**Your instructions**. Copy all of the data below verbatim, line by line, without altering anything.

**The data**.

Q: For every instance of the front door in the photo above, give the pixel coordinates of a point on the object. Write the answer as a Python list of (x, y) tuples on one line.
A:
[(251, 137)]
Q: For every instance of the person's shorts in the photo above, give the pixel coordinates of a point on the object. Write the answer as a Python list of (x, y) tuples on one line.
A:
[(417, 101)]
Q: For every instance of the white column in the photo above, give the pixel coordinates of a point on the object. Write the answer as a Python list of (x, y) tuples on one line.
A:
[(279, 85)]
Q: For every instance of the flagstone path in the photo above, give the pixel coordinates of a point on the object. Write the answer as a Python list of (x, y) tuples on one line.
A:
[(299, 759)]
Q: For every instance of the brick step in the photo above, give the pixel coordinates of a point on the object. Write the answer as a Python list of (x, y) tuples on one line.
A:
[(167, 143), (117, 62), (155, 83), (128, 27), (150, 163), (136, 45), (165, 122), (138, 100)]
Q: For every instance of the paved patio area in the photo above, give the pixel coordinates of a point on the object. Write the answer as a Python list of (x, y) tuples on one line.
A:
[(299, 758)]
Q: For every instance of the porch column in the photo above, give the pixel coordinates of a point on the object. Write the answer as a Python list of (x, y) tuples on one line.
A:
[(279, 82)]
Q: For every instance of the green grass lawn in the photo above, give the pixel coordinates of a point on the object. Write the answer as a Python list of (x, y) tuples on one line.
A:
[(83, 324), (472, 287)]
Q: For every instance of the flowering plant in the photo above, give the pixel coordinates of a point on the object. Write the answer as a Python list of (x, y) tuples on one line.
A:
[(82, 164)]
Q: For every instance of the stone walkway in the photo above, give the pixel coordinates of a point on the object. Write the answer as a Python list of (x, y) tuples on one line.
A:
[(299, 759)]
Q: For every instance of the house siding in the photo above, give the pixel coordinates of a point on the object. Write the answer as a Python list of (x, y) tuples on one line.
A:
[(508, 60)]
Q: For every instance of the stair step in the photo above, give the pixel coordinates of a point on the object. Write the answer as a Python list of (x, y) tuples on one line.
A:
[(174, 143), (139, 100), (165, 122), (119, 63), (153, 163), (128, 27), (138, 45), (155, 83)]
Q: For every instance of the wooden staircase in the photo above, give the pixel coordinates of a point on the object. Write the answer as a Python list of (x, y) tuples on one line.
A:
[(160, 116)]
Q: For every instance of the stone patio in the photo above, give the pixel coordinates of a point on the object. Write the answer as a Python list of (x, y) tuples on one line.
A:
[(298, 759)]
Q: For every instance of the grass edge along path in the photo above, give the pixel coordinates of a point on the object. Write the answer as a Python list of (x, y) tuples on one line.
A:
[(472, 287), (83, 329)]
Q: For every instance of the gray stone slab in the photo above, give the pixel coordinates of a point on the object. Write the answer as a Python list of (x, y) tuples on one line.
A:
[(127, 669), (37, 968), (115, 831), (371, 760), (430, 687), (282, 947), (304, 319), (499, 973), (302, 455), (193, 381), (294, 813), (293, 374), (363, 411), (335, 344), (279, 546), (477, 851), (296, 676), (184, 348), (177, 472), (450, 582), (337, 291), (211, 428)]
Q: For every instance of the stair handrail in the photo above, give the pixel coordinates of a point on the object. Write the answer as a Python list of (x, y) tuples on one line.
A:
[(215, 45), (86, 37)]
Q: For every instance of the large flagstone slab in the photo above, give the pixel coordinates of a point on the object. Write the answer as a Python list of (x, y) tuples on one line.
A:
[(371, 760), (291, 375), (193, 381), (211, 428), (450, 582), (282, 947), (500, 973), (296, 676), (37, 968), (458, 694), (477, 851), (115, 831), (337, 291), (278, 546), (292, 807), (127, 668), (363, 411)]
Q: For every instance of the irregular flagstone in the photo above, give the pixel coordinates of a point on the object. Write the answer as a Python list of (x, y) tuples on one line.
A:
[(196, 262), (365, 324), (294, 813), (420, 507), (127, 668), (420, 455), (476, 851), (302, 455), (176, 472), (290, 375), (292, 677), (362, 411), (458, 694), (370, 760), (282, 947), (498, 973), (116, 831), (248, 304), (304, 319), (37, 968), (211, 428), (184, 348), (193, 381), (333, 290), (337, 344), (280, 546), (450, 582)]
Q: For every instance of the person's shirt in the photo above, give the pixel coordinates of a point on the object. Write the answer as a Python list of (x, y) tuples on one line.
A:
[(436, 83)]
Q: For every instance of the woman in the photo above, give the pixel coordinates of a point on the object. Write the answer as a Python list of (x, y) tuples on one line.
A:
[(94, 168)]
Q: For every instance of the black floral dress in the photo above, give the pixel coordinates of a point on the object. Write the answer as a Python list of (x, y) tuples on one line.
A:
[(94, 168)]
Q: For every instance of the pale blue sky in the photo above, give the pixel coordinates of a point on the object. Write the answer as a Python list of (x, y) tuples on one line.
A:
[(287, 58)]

**Complete answer**.
Q: For every instance of the front door in the photo above, give the pixel coordinates of a point on the object. Write the answer as a Python list of (x, y) tuples on one line.
A:
[(251, 137)]
Q: For every instance of the person's shorts in the photo above, give the pixel coordinates of a point on the object. Write the answer as a Python list of (x, y) tuples on one line.
A:
[(417, 101)]
Q: For every instance of the white column in the photo above, give the pixel coordinates of a point on the object. Write the answer as a Python list of (x, y) tuples on one line.
A:
[(279, 85)]
Q: For every instance of the flagstone path in the photo above, give the pixel coordinates of a point on the object. Write the answer as a Python list of (x, y) tuples on one line.
A:
[(299, 759)]
Q: For every instance of the brick step in the photo above, give the pixel coordinates of a point on the object. Write the answer as a Python list of (x, y) tuples on one line.
A:
[(167, 143), (117, 62), (155, 83), (128, 27), (150, 163), (136, 45), (165, 122), (138, 100)]
Q: For every instance of the paved patio area in the photo above, give the pixel coordinates of a point on the object. Write the answer as a Python list of (x, y) tuples on one line.
A:
[(299, 758)]
Q: For every instance of the porch column in the photo above, give the pixel coordinates of a point on the object. Write the answer as a Python list of (x, y) tuples on one line.
A:
[(279, 82)]
Q: For every instance of the green grass lawn in the photo above, give the pixel coordinates of a point on the object. Write the answer as a Python list of (x, y) tuples on one line.
A:
[(83, 324), (472, 287)]
Q: For every instance of the flowering plant in the photo above, give the pixel coordinates of a point on the object. Write the answer as a Python list of (x, y) tuples on one line.
A:
[(82, 164)]
Q: For every instance of the stone walkway in the photo above, give the pixel coordinates of a point on the object. Write the answer as a Python list of (x, y) tuples on one line.
A:
[(299, 759)]
Q: For every instance of the house siding in the photo above, give the pixel coordinates of a point on the object. Write the answer as a Python list of (x, y) tuples on one line.
A:
[(508, 60)]
Q: For every instance of the stair step in the photo above, give the pixel coordinates of a point on the object. Write the answer as a Python list of (x, y) tuples on one line.
A:
[(174, 143), (139, 100), (165, 122), (119, 63), (153, 163), (128, 27), (138, 45), (155, 83)]
Q: For every instance of the wooden staircase in the photo above, give the pixel coordinates of a point on the object. Write the answer as a Python list of (x, y) tuples on one line.
A:
[(160, 116)]
Q: For every instance of the stone patio in the photo above, give the pixel coordinates of a point on the object. Write the answer as a Python list of (x, y) tuples on one line.
A:
[(298, 759)]
Q: For every instance of the grass edge along path in the photo above, give the pixel coordinates of a point on the object. Write the answer as a Python list of (x, y) tuples on one line.
A:
[(472, 287), (83, 329)]
Q: For every instance of the gray stone slab in the photo above, give the pixel coordinates of a point on the object. Write the answer as a Python list of (x, y) tuples on one line.
A:
[(127, 669), (37, 968), (115, 831), (371, 760), (430, 687), (282, 947), (304, 319), (499, 973), (302, 455), (193, 381), (294, 813), (293, 374), (363, 411), (335, 344), (279, 546), (477, 851), (296, 676), (184, 348), (177, 472), (450, 582), (337, 291), (211, 428)]
Q: For every instance of the stair handrail in the photo above, give the pixel coordinates of a point on the object. Write the answer as a Python list of (x, y) tuples on one line.
A:
[(215, 45), (86, 37)]
Q: For every instance of the large flagstone slab in the photo above, give the pixel coordinates of a point on the object. Write the answer as a Python list of (x, y) tuples on one line.
A:
[(371, 760), (291, 375), (193, 381), (211, 428), (450, 582), (282, 947), (500, 973), (296, 676), (37, 968), (458, 694), (477, 851), (115, 831), (337, 291), (278, 546), (292, 807), (127, 668), (363, 411)]
Q: For every instance of the irregular flagstone in the photo above, give the pixel coordinates of a point on the object. Write the answer as a Python list of (x, y) tuples on one line.
A:
[(196, 262), (365, 324), (294, 813), (420, 507), (127, 668), (420, 455), (476, 851), (302, 455), (176, 472), (290, 375), (292, 677), (362, 411), (458, 694), (370, 760), (282, 947), (498, 973), (116, 831), (248, 304), (304, 319), (37, 968), (211, 428), (184, 348), (193, 381), (333, 290), (337, 344), (280, 546), (450, 582)]
Q: For every instance of the person's shirt in the photo above, give the pixel coordinates of a point on the object. Write the answer as a Python list of (x, y) tuples on one line.
A:
[(436, 83)]
Q: For every instance of the woman in the photo above, give the pixel coordinates of a point on the object. Write the answer as a Python list of (x, y) tuples on one line.
A:
[(94, 168)]
Q: For every instance of the black floral dress in the photo above, give the pixel coordinates of a point on the object. Write the answer as a Python list of (x, y) tuples on one line.
A:
[(94, 168)]
Q: For every instance of the pale blue sky in the photo above, give the pixel coordinates of a point on the object. Write the answer as a Python list of (x, y) tuples on one line.
A:
[(287, 58)]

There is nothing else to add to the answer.